■ WRITTEN EXERCISE
Rewrite the material from its first line through the line containing "[[541, 44], [164, 78], [252, 103]]", inclusive, substituting "point" for every occurrence of "marker" and leaving all else unchanged.

※

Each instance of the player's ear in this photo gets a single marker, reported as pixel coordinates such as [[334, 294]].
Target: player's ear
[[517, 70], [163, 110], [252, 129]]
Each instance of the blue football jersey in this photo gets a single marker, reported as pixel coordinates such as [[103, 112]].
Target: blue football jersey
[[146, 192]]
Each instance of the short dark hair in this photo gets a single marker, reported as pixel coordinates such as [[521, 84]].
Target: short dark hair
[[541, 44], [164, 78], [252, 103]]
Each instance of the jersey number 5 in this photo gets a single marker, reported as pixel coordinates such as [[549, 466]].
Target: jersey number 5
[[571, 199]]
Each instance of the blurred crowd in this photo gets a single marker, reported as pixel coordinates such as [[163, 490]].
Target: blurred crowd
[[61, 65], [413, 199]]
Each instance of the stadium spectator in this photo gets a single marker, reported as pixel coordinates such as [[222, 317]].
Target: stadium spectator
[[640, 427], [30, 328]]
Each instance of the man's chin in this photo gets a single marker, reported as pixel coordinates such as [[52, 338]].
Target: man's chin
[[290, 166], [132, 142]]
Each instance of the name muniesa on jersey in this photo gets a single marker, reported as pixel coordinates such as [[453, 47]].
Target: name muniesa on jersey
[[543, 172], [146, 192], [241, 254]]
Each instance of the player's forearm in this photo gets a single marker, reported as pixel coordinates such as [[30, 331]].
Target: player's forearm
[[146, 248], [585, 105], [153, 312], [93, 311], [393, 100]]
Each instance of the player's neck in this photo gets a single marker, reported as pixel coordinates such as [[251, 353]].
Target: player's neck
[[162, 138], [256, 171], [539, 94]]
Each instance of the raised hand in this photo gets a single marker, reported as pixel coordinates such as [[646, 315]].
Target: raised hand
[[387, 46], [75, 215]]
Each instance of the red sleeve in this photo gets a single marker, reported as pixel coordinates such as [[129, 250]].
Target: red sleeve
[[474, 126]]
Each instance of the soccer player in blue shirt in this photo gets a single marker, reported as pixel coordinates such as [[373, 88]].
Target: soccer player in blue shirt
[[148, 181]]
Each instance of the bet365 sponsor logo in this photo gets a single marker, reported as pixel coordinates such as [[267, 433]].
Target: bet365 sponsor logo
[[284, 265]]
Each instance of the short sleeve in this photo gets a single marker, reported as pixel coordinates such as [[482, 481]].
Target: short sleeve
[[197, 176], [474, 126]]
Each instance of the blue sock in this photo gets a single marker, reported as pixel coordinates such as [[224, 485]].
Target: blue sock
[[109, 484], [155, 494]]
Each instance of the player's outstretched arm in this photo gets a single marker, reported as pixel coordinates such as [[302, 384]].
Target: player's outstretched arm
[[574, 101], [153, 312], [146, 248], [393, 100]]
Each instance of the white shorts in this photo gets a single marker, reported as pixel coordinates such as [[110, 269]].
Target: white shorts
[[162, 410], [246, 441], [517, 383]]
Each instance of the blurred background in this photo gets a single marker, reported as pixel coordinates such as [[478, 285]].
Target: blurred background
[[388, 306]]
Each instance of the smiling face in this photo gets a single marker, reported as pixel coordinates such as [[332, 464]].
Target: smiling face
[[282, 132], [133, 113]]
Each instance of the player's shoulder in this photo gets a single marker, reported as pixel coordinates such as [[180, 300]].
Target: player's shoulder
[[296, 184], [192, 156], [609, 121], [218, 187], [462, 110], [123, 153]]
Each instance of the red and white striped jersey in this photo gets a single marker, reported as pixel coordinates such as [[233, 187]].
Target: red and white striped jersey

※

■ FINAL RESULT
Each instance of the player's ear in this photo gets a single point, reported as pixel coordinates such as [[334, 294]].
Target: player's ear
[[517, 70], [163, 110], [252, 129]]
Each instance of the blue football jersey in this photo gets a single point, reported as pixel coordinates such as [[103, 112]].
Target: blue football jersey
[[146, 192]]
Each instance of the short dark hair in this photo gets a single point, reported as pixel coordinates such as [[521, 84]].
Target: short dark hair
[[541, 44], [164, 78], [252, 103]]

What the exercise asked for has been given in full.